_Your objective_:
Return the lines from the start of the lines below through the line holding "positive clicks: (695, 513)", inclusive, copied word for word. Leave the pictures out of your answer.

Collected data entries

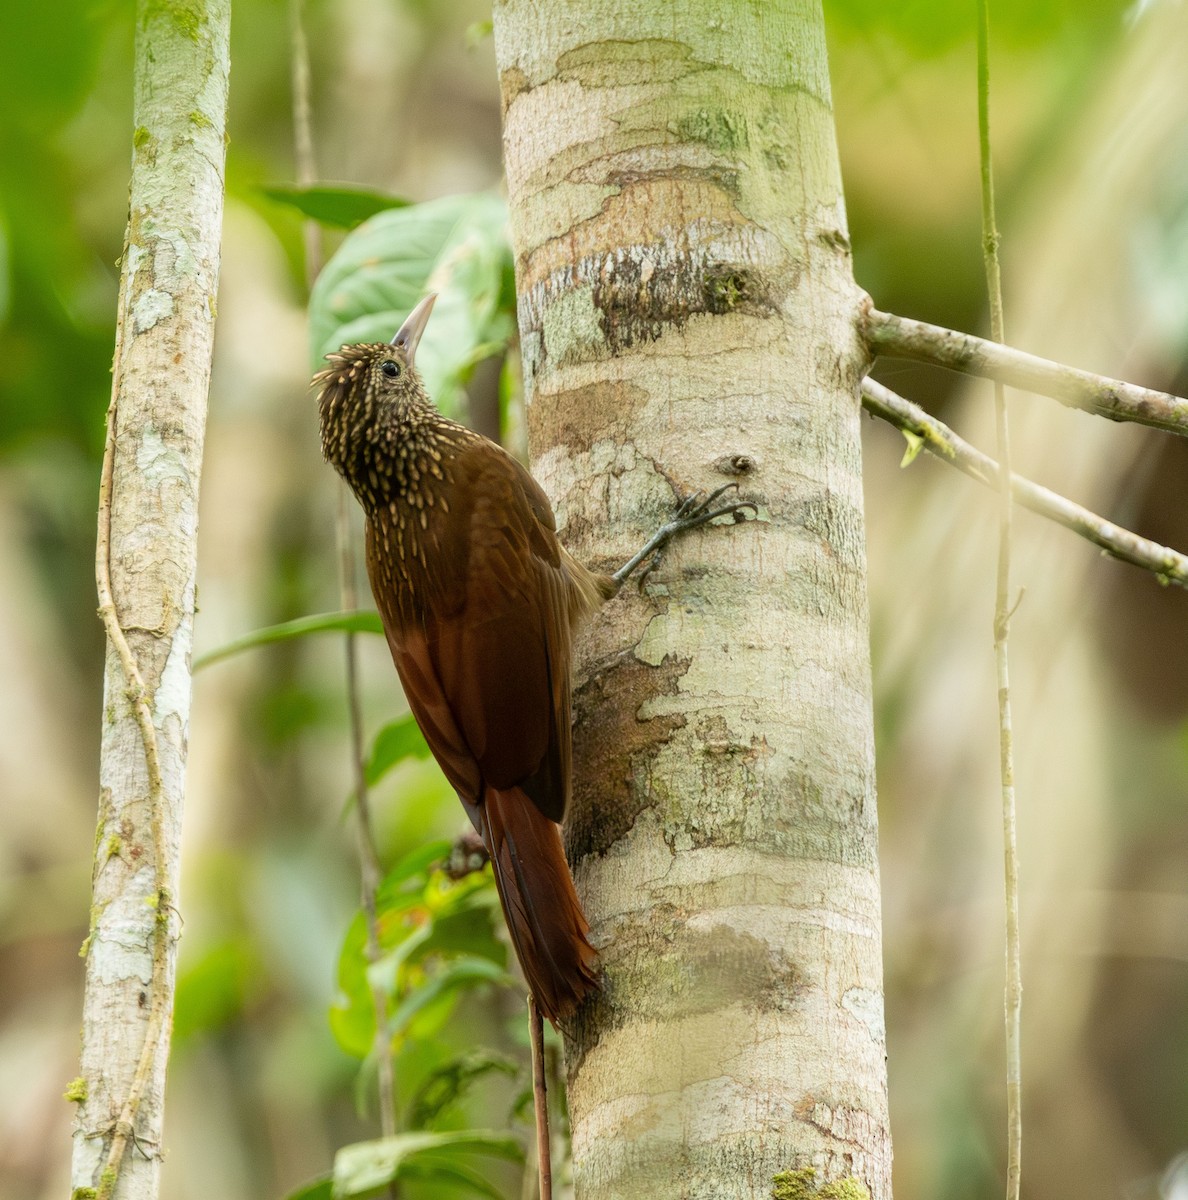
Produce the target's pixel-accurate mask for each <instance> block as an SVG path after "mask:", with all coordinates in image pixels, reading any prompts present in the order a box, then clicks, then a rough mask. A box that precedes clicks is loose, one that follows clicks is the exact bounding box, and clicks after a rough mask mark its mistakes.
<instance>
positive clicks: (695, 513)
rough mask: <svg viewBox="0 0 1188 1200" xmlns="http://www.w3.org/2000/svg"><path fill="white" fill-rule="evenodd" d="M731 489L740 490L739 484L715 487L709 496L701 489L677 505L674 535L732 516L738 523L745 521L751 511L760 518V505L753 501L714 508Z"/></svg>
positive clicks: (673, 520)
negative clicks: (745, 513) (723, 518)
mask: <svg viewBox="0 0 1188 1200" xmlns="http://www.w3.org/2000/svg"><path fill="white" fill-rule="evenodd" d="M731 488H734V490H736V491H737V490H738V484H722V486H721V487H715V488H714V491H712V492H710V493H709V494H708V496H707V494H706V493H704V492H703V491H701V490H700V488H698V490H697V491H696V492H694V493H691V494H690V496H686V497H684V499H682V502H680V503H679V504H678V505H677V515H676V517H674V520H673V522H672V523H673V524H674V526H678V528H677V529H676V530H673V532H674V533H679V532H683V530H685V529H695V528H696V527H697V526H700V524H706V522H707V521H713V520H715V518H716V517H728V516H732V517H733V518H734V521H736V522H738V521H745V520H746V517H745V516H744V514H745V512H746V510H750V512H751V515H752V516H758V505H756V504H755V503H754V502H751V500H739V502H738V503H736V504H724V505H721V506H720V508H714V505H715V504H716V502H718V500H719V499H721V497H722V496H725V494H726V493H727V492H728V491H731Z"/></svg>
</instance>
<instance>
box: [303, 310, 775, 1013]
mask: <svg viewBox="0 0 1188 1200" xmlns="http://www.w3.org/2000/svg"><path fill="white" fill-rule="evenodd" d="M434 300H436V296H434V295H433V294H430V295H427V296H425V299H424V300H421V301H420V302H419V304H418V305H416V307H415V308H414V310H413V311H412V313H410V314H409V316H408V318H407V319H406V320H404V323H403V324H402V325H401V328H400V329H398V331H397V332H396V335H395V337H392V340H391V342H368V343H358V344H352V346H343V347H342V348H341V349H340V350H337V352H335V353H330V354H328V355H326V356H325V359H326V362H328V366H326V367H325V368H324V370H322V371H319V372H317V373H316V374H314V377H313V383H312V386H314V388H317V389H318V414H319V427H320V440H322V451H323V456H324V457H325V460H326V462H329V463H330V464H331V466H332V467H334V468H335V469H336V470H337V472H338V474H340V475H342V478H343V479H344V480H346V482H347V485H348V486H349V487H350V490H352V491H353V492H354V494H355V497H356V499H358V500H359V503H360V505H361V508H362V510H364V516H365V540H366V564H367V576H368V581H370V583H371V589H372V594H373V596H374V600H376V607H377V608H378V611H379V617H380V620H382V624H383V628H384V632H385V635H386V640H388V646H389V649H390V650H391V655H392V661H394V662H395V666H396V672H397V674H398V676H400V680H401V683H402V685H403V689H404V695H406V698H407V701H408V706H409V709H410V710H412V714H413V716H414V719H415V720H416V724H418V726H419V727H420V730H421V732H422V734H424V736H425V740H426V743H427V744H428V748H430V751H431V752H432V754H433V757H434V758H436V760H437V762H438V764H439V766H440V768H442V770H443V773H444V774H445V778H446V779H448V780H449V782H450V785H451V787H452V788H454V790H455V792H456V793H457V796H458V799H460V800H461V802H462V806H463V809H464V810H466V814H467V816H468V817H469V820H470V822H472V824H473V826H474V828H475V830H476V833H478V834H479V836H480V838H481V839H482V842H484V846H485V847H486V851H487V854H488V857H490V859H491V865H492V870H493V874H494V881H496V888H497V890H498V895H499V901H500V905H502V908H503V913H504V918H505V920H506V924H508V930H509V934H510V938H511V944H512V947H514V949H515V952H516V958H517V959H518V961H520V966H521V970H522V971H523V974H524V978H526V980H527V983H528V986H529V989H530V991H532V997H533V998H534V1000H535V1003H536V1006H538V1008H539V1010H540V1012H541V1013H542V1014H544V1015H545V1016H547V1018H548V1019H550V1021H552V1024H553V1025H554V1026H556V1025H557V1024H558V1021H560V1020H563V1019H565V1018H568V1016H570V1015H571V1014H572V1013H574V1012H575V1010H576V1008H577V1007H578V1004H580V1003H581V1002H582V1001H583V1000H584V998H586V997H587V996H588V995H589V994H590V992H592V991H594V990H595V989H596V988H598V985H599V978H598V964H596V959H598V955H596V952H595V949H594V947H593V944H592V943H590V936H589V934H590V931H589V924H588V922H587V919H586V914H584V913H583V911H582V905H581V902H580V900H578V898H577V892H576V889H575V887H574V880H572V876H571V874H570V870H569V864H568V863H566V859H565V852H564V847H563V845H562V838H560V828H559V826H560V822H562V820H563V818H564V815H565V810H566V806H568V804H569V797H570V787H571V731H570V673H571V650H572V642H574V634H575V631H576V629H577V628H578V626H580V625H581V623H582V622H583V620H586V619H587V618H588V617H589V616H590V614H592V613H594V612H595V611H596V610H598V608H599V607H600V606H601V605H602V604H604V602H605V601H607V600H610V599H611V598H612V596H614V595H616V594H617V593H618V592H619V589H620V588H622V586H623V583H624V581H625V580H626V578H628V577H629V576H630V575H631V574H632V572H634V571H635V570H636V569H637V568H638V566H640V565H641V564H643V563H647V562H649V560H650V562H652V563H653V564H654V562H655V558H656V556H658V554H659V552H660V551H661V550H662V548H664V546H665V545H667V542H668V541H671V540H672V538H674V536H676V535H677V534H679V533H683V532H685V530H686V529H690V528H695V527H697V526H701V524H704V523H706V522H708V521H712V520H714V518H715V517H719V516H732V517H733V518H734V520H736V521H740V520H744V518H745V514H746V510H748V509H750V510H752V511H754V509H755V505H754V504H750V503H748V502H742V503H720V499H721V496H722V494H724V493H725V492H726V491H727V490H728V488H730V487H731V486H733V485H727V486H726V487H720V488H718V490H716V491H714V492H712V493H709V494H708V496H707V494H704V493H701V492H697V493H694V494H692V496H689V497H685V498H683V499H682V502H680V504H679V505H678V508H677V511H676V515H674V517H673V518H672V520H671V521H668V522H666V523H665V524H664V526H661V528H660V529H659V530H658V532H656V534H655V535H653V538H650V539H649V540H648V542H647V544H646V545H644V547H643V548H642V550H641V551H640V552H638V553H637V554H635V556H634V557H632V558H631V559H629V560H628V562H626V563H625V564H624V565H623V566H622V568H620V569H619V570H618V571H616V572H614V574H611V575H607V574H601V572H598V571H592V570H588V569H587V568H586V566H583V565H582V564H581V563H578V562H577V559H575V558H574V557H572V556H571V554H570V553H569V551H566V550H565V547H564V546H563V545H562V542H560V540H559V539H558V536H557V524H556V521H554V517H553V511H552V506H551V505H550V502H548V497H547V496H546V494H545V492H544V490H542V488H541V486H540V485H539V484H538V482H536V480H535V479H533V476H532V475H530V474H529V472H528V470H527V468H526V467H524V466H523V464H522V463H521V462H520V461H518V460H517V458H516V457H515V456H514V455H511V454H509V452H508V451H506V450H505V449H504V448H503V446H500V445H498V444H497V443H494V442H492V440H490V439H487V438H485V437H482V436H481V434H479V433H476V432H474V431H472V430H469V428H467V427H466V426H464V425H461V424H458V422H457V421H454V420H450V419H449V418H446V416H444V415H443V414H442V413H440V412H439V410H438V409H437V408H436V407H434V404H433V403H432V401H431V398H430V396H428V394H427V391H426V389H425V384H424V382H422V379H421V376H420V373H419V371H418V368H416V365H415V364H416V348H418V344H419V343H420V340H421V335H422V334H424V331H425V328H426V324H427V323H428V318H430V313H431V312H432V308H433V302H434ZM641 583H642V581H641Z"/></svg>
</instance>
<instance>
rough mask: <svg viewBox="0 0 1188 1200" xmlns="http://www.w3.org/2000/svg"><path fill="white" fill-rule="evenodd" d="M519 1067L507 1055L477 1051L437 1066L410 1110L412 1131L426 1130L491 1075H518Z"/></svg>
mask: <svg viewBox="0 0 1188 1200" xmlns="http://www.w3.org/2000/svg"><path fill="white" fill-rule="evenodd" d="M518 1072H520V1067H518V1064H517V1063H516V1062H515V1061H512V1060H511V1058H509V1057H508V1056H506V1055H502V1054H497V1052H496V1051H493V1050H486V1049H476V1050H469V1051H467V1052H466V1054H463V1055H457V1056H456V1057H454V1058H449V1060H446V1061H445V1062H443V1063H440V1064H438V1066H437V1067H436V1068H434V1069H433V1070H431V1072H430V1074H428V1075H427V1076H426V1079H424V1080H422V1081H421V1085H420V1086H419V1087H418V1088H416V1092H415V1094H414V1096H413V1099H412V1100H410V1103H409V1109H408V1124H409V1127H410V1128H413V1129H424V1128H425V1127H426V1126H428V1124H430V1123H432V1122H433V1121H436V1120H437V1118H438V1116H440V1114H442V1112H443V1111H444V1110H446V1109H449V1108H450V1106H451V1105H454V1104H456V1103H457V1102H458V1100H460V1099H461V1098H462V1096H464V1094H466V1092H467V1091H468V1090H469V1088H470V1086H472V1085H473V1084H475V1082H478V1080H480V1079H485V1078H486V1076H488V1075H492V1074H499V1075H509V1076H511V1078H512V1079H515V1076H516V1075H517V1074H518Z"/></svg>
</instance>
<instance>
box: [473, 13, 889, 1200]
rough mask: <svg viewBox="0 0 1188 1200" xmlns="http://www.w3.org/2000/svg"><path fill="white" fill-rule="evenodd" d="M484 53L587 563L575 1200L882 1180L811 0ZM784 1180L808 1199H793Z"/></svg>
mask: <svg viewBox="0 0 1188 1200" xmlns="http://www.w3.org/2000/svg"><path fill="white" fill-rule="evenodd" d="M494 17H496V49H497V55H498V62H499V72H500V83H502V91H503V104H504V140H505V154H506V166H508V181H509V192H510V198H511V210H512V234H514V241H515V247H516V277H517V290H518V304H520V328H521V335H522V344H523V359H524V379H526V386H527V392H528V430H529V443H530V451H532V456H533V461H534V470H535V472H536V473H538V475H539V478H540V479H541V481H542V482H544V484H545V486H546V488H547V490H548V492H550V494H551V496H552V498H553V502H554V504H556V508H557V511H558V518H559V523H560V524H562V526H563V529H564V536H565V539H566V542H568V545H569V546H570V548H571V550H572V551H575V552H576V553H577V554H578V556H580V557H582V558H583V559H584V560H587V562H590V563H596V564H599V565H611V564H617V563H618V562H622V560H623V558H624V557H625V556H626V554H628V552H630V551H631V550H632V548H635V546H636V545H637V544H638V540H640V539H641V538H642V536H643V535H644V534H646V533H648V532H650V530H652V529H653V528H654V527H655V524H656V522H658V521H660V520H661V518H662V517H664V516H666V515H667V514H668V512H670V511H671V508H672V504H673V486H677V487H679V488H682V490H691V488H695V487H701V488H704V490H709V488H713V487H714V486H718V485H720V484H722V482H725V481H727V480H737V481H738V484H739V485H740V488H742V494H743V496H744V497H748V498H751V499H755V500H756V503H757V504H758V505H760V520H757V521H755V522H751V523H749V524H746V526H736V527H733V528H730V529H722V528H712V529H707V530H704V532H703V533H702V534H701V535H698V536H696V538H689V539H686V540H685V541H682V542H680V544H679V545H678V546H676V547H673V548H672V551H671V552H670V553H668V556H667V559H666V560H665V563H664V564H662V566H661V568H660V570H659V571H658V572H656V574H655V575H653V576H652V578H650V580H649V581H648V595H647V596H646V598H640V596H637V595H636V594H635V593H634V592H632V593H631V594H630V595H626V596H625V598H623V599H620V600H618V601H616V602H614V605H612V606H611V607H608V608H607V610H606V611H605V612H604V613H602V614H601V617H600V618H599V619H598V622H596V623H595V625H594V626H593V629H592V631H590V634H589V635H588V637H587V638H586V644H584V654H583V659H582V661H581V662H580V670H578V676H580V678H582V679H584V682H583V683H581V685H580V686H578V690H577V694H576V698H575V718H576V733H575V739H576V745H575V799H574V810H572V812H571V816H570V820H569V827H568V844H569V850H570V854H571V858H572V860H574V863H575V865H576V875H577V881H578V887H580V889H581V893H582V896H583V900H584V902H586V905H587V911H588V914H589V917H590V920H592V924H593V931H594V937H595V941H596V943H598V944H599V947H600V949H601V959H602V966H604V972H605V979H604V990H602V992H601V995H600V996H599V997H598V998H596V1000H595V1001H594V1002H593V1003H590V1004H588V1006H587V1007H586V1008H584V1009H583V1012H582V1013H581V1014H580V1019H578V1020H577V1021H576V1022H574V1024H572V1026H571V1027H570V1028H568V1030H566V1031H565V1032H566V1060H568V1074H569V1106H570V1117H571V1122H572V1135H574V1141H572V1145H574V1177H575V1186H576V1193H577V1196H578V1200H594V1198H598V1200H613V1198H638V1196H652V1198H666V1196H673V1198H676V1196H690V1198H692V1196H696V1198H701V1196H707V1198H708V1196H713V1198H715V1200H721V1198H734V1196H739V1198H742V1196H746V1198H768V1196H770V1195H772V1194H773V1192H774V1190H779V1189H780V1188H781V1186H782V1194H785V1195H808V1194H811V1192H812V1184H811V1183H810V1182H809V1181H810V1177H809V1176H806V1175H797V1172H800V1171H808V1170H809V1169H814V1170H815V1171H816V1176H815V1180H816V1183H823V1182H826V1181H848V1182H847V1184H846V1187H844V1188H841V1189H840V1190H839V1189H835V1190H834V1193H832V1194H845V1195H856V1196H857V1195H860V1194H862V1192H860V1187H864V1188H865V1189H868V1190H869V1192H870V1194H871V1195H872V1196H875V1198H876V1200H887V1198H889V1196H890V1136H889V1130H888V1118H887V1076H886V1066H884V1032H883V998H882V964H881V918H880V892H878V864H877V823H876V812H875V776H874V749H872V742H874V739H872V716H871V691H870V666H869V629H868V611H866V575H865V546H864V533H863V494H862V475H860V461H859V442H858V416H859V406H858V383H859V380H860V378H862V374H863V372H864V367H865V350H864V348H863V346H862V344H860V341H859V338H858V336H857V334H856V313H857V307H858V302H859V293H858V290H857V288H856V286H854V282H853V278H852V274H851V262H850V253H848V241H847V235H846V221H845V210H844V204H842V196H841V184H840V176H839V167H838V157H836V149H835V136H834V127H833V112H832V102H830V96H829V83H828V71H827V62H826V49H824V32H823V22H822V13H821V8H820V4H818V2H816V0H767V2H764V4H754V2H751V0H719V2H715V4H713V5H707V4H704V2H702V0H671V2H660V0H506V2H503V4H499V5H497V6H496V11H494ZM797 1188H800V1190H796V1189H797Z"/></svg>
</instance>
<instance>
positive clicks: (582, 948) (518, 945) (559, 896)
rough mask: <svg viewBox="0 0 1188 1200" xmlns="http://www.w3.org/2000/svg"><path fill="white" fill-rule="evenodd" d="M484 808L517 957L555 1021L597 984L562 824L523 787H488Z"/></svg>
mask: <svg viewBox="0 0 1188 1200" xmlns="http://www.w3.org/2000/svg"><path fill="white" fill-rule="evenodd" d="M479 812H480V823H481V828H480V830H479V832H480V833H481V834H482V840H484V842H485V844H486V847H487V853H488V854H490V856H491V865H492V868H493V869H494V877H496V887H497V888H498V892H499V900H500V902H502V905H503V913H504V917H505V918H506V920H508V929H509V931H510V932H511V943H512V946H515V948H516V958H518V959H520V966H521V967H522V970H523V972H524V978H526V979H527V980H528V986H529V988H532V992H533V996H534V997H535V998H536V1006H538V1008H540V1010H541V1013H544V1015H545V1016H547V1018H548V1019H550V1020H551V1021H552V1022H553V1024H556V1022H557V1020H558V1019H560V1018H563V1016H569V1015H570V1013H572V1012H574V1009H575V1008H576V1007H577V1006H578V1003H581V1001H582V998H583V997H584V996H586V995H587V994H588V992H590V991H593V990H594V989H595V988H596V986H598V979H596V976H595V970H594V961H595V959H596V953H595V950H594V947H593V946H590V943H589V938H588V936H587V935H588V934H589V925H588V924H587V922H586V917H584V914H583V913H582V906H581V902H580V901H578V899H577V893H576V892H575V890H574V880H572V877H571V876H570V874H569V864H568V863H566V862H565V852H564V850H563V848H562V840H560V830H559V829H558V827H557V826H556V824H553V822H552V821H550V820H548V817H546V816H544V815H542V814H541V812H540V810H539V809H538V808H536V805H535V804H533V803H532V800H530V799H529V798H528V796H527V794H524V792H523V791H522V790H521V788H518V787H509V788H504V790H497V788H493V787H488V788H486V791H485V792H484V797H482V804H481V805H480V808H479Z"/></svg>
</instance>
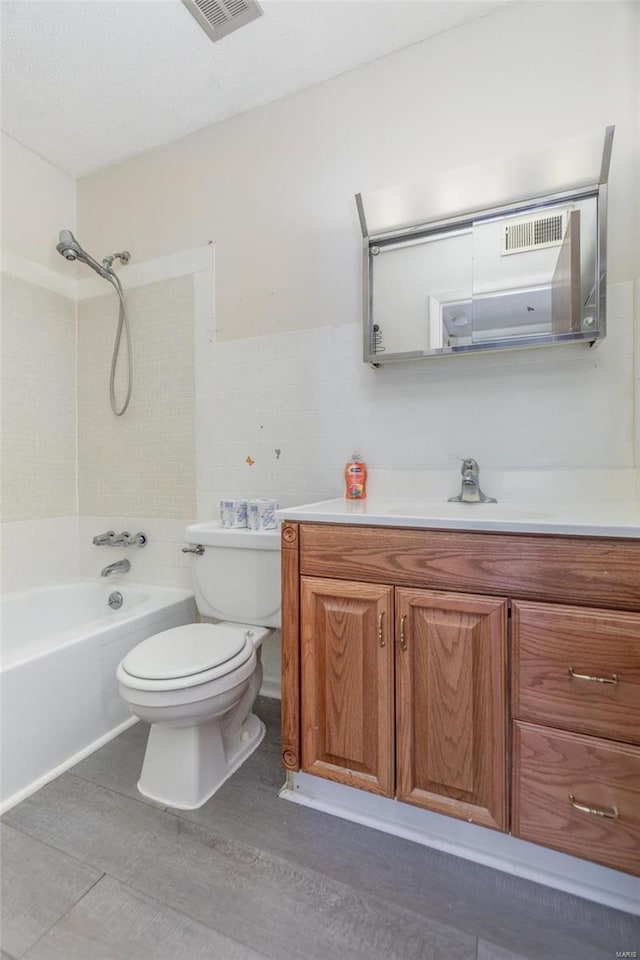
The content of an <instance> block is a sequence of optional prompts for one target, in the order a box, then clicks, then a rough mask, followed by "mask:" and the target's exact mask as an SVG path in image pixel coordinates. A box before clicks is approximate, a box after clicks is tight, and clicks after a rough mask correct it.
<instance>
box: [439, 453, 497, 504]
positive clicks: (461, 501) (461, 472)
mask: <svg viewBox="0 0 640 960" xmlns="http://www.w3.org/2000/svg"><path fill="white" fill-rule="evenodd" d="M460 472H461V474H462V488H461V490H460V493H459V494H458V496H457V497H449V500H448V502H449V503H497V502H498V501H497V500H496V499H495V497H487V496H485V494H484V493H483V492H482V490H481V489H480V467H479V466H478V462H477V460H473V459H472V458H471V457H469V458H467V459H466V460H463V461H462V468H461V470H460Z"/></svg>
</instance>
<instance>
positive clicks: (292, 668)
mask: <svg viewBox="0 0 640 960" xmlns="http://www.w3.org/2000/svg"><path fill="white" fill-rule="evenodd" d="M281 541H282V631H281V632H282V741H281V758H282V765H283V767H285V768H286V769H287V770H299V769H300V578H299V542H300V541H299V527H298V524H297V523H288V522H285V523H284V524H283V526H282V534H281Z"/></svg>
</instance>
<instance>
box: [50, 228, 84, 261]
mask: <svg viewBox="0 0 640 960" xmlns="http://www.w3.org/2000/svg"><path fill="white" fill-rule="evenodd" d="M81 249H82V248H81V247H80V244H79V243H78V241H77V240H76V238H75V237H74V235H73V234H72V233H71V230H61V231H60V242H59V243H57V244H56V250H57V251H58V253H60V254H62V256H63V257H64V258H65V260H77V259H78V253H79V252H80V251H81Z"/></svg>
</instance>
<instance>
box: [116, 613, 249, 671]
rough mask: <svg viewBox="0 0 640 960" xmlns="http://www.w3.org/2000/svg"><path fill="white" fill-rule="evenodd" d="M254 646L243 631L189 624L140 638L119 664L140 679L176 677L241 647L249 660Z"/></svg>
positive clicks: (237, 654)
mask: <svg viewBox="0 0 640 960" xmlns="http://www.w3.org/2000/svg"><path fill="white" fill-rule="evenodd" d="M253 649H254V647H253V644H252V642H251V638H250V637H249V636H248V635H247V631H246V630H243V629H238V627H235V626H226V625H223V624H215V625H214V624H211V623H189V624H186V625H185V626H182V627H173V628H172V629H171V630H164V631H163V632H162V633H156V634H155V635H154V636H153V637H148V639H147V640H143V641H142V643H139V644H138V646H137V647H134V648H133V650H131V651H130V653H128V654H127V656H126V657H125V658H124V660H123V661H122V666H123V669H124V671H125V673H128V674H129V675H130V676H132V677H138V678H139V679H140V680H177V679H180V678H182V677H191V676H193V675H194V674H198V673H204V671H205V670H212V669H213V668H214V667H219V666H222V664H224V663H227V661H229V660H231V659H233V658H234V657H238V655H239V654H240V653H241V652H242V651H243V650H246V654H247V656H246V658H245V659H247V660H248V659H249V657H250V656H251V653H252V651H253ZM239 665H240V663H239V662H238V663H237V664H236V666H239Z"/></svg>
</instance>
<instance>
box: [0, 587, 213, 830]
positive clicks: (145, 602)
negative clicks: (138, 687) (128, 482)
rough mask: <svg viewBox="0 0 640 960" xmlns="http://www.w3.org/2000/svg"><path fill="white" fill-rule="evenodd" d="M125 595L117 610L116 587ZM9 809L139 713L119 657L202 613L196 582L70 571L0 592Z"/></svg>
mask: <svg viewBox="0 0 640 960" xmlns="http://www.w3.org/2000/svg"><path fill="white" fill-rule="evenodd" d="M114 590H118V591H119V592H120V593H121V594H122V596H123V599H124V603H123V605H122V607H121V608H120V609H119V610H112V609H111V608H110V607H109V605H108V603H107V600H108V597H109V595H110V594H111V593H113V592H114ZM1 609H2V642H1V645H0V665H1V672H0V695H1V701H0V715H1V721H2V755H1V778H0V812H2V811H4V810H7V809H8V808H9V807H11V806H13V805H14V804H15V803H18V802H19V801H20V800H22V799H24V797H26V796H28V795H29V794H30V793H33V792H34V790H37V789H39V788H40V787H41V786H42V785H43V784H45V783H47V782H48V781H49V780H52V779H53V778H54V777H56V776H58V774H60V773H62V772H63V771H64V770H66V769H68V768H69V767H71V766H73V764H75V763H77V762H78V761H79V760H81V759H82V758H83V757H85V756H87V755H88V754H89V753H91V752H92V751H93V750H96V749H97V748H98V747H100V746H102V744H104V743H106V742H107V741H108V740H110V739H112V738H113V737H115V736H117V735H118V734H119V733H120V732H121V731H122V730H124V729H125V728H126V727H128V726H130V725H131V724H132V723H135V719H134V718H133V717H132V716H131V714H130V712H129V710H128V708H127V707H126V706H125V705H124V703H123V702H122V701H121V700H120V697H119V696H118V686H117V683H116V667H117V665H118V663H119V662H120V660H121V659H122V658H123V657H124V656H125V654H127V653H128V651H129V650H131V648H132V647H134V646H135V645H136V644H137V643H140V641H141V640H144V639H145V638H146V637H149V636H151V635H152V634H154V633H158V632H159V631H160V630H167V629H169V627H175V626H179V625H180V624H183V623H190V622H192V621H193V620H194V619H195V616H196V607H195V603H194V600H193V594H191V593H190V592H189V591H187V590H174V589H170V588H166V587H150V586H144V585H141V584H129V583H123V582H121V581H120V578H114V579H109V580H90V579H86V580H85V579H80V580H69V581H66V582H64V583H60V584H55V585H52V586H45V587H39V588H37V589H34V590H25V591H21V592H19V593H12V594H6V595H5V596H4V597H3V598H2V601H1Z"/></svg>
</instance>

_Response box_:
Produce the target's pixel-accurate mask for each <instance> block as an SVG path after "mask:", with all coordinates in image pixels, reading any prompts present in the order a box, then clicks, then a rough mask. A box that precedes clicks is loose, one that follows clicks is the exact bounding box, and clicks after a rough mask mark its mistakes.
<instance>
positive clicks: (695, 513)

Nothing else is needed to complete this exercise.